■ Source
--- start ---

Martin MacDonald: Absolutely, yeah, I mean, it's true fundamentally, you're working in a marketplace environment when you've been a conference organizer, right? It's the same as it's the same as in our world, working for, I don't know, an eBay where you're trying to attract both the buyer and the seller. In this case, you have that, but you've got the content produced and the content consumers, it is the same thing. But if you can manage to create an environment where fundamentally what we're doing here is we are saying to content producers, no, you should produce this content for me for free because of exposure, right? That shit doesn't work online anymore. It still somehow works in the conference industry world. Now, to be absolutely clear, Barbados SEO did not last year pay any of its speakers. We did, however, pay 100% of the travel expenses, 100% of the hotel expenses, 100% of the expenses on island that was meals, drinks, all the rest of it, full board in the hotel transport to and from the venue, from the hotels and things like that. So the speakers were out of zero pocket. There was no money had to go in from the speaker's perspective last year. I am absolutely hoping and expecting that to be the case this year, although that hasn't been. We've got six months before the event at this point in time.

 

Our primary sponsor of the event last year was Barbados, the country, their tourism office and if we enjoy that level of sponsorship again this year, basically 100% of that money went into paying everyone's expenses. It's not intended as a money making enterprise for me in the slightest. It's intended as I would like everyone to come here and enjoy the beautiful place that, I'm lucky enough to call home now and get together for a couple of days of advanced SEO and I don't have to go anywhere. So I'm quite selfish on that basis, but I don't need it to make any money. Therefore, my objective again, for this year is to attract enough sponsors to simply pay for all of the expenses for the speaker travel and the speaker accommodation. And when we've reached that level, I'm done, I'm finished. That's fine. Doesn't cost me anything. Speakers get to come here for free and we all get to sit and share ideas for three days and there's the massive ROI fund. So I guess what I should say at this point is, if you're a large company that would like to sponsor Barbados SEO, please go to Barbadosseo.com and click on the sponsors link.

--- end ---

■ Directive A
Give the listing as a Markdown table with the columns Row and Line, leaving out blank lines: begin at the listing's first line and stop after the line that has "[76,282,123,300]".
■ Directive B
Carry the Barbados SEO transcript further, starting right after its last sentence.
The Barbados SEO transcript and the listing come from separate sources.

■ Records supplied
--- start ---

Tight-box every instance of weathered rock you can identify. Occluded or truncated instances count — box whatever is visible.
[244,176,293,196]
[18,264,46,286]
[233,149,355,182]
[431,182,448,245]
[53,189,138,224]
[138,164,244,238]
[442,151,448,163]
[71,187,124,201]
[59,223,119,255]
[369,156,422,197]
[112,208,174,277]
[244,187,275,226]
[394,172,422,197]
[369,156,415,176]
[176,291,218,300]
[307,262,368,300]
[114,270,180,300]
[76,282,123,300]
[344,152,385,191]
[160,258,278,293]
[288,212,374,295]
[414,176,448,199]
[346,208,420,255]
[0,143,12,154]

--- end ---

■ Final answer A
| Row | Line |
|---|---|
| 1 | Tight-box every instance of weathered rock you can identify. Occluded or truncated instances count — box whatever is visible. |
| 2 | [244,176,293,196] |
| 3 | [18,264,46,286] |
| 4 | [233,149,355,182] |
| 5 | [431,182,448,245] |
| 6 | [53,189,138,224] |
| 7 | [138,164,244,238] |
| 8 | [442,151,448,163] |
| 9 | [71,187,124,201] |
| 10 | [59,223,119,255] |
| 11 | [369,156,422,197] |
| 12 | [112,208,174,277] |
| 13 | [244,187,275,226] |
| 14 | [394,172,422,197] |
| 15 | [369,156,415,176] |
| 16 | [176,291,218,300] |
| 17 | [307,262,368,300] |
| 18 | [114,270,180,300] |
| 19 | [76,282,123,300] |

■ Final answer B
Mark A Preston: And it's technically perfect.

Martin MacDonald: Yes, absolutely.

Mark A Preston: Wonderful. Well, the time has run away with this like mad. I know this is like a catch up for us, but is there anything we haven't covered already that you feel as though the audience really need to hear?

Martin MacDonald: I could launch into about a 15 or a 20 minutes diatribe right now about SEO tools and the way that SEO tool suites work. But you know what? I'm going to save the audience that one because between us recording this and it's going out, I have no idea when it's going to go out, by the way. How about we talking days, weeks.

Mark A Preston: About a week.

Martin MacDonald: Fair enough. Between now and then, I will have launched the software suites that I've been working on for ages. That's going to have to happen now that I've said it as well. So, I mean, that is the thing that I would like to talk about most and go on about how the fundamental problem with every other SEO tool suite that we've got out there at this point in time is a lack of customizability for enterprise level SEOs. In as much that as an industry, we've somehow ended up in this situation, where we've been funneled into fixing things that product managers at SEO tools think are important for SEO, but product managers at SEO tools are not full time SEOs. So we've ended up in this weird scenario where, we have a whole generation of SEOs that are just fixing stuff that are in tools, that have not been built by people that do this for a living, which is a strange scenario. I've spent five or six years working on a product, which is the opposite of that, an SEO crawler that is built for professional SEOs, by professional SEOs and I hope, I very much hope, will be well received by the industry. But I guess we'll see, I guess by the time this comes out, we'll know whether or not my hope was in vain or not. So this will be an interesting little historical thing to look back.

Mark A Preston: I'm sure it will be. Just to tap on that, that tool you are launching, what's the audience, the user audience of that tool? Just to clarify that.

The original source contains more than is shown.